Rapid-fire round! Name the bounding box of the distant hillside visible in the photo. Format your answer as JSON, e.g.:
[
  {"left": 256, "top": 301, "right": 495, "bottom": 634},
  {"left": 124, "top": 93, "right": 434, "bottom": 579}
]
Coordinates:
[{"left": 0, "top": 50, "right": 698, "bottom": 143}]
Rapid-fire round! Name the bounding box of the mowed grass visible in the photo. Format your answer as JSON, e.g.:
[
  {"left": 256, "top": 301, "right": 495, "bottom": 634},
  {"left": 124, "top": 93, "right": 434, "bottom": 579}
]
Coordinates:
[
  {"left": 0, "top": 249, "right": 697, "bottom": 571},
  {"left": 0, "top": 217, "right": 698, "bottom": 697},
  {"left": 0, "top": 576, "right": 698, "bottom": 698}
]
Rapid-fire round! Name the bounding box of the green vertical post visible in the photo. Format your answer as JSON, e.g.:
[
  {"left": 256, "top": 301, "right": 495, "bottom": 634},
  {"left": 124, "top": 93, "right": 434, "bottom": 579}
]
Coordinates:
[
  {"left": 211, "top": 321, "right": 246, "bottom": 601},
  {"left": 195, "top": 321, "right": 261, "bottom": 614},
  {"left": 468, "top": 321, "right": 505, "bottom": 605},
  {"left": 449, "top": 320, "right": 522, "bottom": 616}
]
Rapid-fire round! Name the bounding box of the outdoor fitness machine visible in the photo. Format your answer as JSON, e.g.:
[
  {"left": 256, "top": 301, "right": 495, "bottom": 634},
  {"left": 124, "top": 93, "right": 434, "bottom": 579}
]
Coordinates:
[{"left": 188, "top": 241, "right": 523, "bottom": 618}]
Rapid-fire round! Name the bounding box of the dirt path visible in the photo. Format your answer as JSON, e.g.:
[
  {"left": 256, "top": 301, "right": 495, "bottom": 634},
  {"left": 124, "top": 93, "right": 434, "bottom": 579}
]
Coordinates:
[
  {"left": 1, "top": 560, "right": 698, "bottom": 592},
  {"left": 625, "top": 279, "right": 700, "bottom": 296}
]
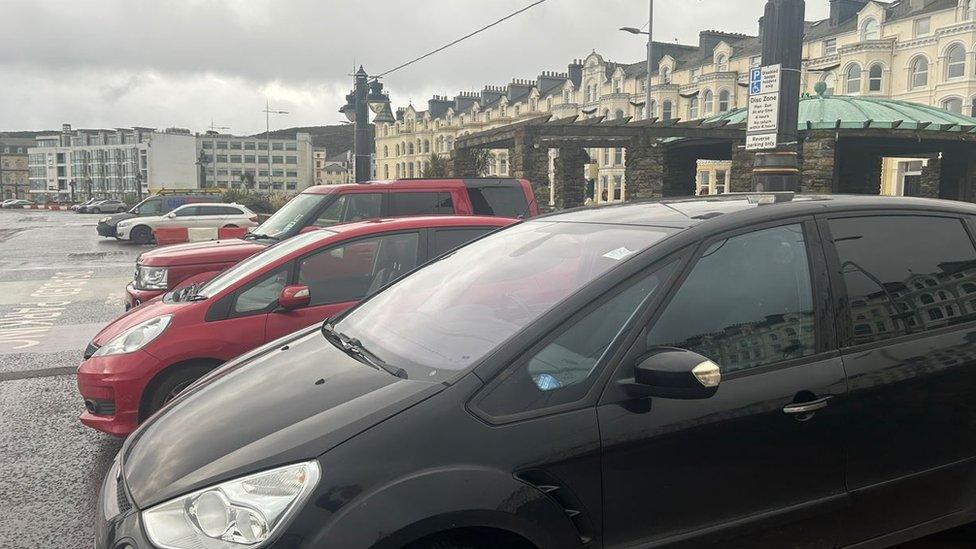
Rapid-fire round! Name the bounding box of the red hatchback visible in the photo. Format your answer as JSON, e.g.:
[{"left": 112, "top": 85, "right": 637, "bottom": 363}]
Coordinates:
[
  {"left": 125, "top": 178, "right": 537, "bottom": 309},
  {"left": 78, "top": 215, "right": 515, "bottom": 436}
]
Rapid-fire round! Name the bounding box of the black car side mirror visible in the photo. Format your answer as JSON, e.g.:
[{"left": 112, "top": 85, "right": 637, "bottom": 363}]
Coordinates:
[{"left": 628, "top": 347, "right": 721, "bottom": 400}]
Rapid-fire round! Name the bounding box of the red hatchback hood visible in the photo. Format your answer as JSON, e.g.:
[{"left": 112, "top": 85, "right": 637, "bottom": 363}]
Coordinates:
[
  {"left": 138, "top": 239, "right": 266, "bottom": 268},
  {"left": 91, "top": 299, "right": 189, "bottom": 346}
]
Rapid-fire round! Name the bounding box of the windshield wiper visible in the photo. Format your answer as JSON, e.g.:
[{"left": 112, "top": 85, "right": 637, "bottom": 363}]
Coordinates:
[
  {"left": 176, "top": 282, "right": 207, "bottom": 302},
  {"left": 243, "top": 233, "right": 279, "bottom": 242},
  {"left": 322, "top": 323, "right": 407, "bottom": 379}
]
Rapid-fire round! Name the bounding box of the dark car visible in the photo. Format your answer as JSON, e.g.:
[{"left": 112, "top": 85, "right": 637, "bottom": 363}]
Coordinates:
[{"left": 98, "top": 194, "right": 976, "bottom": 549}]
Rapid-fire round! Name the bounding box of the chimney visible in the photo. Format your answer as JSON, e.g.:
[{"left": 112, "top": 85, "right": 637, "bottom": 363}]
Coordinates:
[
  {"left": 481, "top": 85, "right": 505, "bottom": 106},
  {"left": 830, "top": 0, "right": 868, "bottom": 26},
  {"left": 454, "top": 93, "right": 478, "bottom": 113},
  {"left": 568, "top": 59, "right": 583, "bottom": 88},
  {"left": 428, "top": 95, "right": 453, "bottom": 118},
  {"left": 537, "top": 71, "right": 569, "bottom": 94}
]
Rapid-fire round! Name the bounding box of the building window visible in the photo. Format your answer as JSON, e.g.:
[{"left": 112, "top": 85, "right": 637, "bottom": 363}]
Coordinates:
[
  {"left": 648, "top": 100, "right": 657, "bottom": 118},
  {"left": 614, "top": 148, "right": 624, "bottom": 166},
  {"left": 662, "top": 100, "right": 673, "bottom": 120},
  {"left": 384, "top": 145, "right": 389, "bottom": 158},
  {"left": 946, "top": 44, "right": 966, "bottom": 80},
  {"left": 716, "top": 170, "right": 727, "bottom": 194},
  {"left": 614, "top": 109, "right": 624, "bottom": 120},
  {"left": 823, "top": 39, "right": 837, "bottom": 56},
  {"left": 718, "top": 89, "right": 731, "bottom": 112},
  {"left": 697, "top": 171, "right": 711, "bottom": 195},
  {"left": 942, "top": 97, "right": 963, "bottom": 114},
  {"left": 868, "top": 64, "right": 884, "bottom": 92},
  {"left": 689, "top": 96, "right": 699, "bottom": 119},
  {"left": 702, "top": 89, "right": 714, "bottom": 114},
  {"left": 845, "top": 63, "right": 862, "bottom": 94},
  {"left": 915, "top": 17, "right": 930, "bottom": 37},
  {"left": 821, "top": 71, "right": 837, "bottom": 96},
  {"left": 910, "top": 57, "right": 929, "bottom": 89},
  {"left": 861, "top": 18, "right": 880, "bottom": 40},
  {"left": 716, "top": 54, "right": 729, "bottom": 72},
  {"left": 661, "top": 66, "right": 672, "bottom": 84},
  {"left": 750, "top": 55, "right": 761, "bottom": 67}
]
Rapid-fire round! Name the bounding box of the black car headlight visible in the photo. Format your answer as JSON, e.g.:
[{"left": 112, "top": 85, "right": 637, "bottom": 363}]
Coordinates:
[{"left": 142, "top": 461, "right": 320, "bottom": 548}]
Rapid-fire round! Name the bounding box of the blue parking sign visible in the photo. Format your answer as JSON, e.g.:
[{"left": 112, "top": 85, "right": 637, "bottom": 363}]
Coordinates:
[{"left": 750, "top": 67, "right": 762, "bottom": 95}]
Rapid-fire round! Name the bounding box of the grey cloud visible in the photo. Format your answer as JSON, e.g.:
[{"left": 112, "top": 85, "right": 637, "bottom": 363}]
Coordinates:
[{"left": 0, "top": 0, "right": 830, "bottom": 133}]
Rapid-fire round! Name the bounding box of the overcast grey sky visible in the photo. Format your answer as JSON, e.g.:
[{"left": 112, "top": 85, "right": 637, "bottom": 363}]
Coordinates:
[{"left": 0, "top": 0, "right": 829, "bottom": 135}]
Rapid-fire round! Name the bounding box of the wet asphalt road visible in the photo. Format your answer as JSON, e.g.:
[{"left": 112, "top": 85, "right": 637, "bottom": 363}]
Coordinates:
[
  {"left": 0, "top": 209, "right": 138, "bottom": 548},
  {"left": 0, "top": 209, "right": 973, "bottom": 548}
]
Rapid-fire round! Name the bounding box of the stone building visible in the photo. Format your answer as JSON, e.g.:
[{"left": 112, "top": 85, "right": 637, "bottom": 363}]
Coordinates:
[
  {"left": 0, "top": 135, "right": 32, "bottom": 200},
  {"left": 314, "top": 149, "right": 353, "bottom": 185},
  {"left": 376, "top": 0, "right": 976, "bottom": 206}
]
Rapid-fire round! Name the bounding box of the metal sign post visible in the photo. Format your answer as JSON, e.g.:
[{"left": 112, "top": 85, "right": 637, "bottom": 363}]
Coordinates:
[{"left": 751, "top": 0, "right": 805, "bottom": 192}]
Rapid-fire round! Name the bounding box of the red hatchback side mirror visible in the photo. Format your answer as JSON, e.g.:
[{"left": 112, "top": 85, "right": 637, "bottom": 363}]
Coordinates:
[{"left": 278, "top": 285, "right": 311, "bottom": 310}]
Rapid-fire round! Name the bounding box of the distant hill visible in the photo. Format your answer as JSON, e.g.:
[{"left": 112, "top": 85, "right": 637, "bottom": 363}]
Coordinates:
[{"left": 251, "top": 124, "right": 374, "bottom": 155}]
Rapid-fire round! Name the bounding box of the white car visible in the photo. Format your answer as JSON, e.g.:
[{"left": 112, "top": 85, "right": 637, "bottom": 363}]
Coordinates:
[{"left": 116, "top": 202, "right": 258, "bottom": 244}]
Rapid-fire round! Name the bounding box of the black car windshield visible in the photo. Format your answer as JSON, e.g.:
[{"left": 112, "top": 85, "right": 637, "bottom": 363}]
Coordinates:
[
  {"left": 249, "top": 193, "right": 332, "bottom": 239},
  {"left": 335, "top": 221, "right": 678, "bottom": 382},
  {"left": 197, "top": 229, "right": 336, "bottom": 298}
]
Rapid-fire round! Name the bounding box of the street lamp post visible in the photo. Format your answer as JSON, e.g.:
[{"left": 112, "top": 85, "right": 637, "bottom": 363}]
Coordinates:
[
  {"left": 620, "top": 0, "right": 654, "bottom": 120},
  {"left": 341, "top": 67, "right": 394, "bottom": 183},
  {"left": 263, "top": 100, "right": 289, "bottom": 190}
]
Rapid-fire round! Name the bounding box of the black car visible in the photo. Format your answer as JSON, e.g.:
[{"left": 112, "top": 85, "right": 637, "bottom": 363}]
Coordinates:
[
  {"left": 96, "top": 193, "right": 223, "bottom": 237},
  {"left": 98, "top": 194, "right": 976, "bottom": 549}
]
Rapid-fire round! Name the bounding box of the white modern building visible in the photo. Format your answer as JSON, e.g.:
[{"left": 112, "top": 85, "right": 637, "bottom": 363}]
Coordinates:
[
  {"left": 28, "top": 125, "right": 197, "bottom": 201},
  {"left": 28, "top": 125, "right": 316, "bottom": 201}
]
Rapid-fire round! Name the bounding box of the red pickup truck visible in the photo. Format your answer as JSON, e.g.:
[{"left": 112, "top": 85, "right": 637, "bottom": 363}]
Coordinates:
[{"left": 125, "top": 178, "right": 537, "bottom": 309}]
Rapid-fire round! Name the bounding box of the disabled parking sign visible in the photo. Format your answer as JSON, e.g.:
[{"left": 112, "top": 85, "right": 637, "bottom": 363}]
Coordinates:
[{"left": 750, "top": 68, "right": 762, "bottom": 95}]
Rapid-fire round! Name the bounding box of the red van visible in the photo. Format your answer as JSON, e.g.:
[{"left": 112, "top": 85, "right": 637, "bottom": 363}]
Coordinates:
[
  {"left": 125, "top": 178, "right": 537, "bottom": 309},
  {"left": 79, "top": 215, "right": 517, "bottom": 436}
]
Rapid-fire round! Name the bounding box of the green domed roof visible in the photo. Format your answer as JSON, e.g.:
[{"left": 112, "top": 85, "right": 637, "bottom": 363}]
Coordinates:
[{"left": 704, "top": 94, "right": 976, "bottom": 132}]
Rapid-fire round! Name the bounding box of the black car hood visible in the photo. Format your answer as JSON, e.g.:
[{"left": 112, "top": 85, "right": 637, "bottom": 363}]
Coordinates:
[
  {"left": 101, "top": 212, "right": 136, "bottom": 226},
  {"left": 122, "top": 327, "right": 444, "bottom": 508}
]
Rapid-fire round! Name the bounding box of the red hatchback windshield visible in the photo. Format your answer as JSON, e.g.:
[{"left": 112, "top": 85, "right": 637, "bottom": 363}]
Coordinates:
[{"left": 336, "top": 221, "right": 678, "bottom": 380}]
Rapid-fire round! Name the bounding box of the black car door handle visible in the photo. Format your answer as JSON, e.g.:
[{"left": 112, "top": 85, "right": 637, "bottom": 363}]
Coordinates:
[{"left": 783, "top": 397, "right": 831, "bottom": 415}]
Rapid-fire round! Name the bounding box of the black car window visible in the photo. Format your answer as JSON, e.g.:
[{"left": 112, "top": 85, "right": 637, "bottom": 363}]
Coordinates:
[
  {"left": 175, "top": 206, "right": 200, "bottom": 217},
  {"left": 389, "top": 192, "right": 453, "bottom": 216},
  {"left": 828, "top": 215, "right": 976, "bottom": 346},
  {"left": 314, "top": 194, "right": 383, "bottom": 226},
  {"left": 475, "top": 264, "right": 676, "bottom": 418},
  {"left": 196, "top": 206, "right": 224, "bottom": 215},
  {"left": 297, "top": 232, "right": 420, "bottom": 306},
  {"left": 233, "top": 268, "right": 289, "bottom": 315},
  {"left": 646, "top": 224, "right": 816, "bottom": 374},
  {"left": 431, "top": 228, "right": 493, "bottom": 257},
  {"left": 468, "top": 186, "right": 528, "bottom": 217}
]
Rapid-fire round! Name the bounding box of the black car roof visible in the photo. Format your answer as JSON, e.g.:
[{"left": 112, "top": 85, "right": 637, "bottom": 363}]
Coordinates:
[{"left": 536, "top": 194, "right": 976, "bottom": 230}]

◆ ◆ ◆ ◆ ◆

**WHAT THE TASK REQUIRES:** Please count how many lines of the material above include the string "mirror", then give that number alone.

**TASK SOLUTION:** 2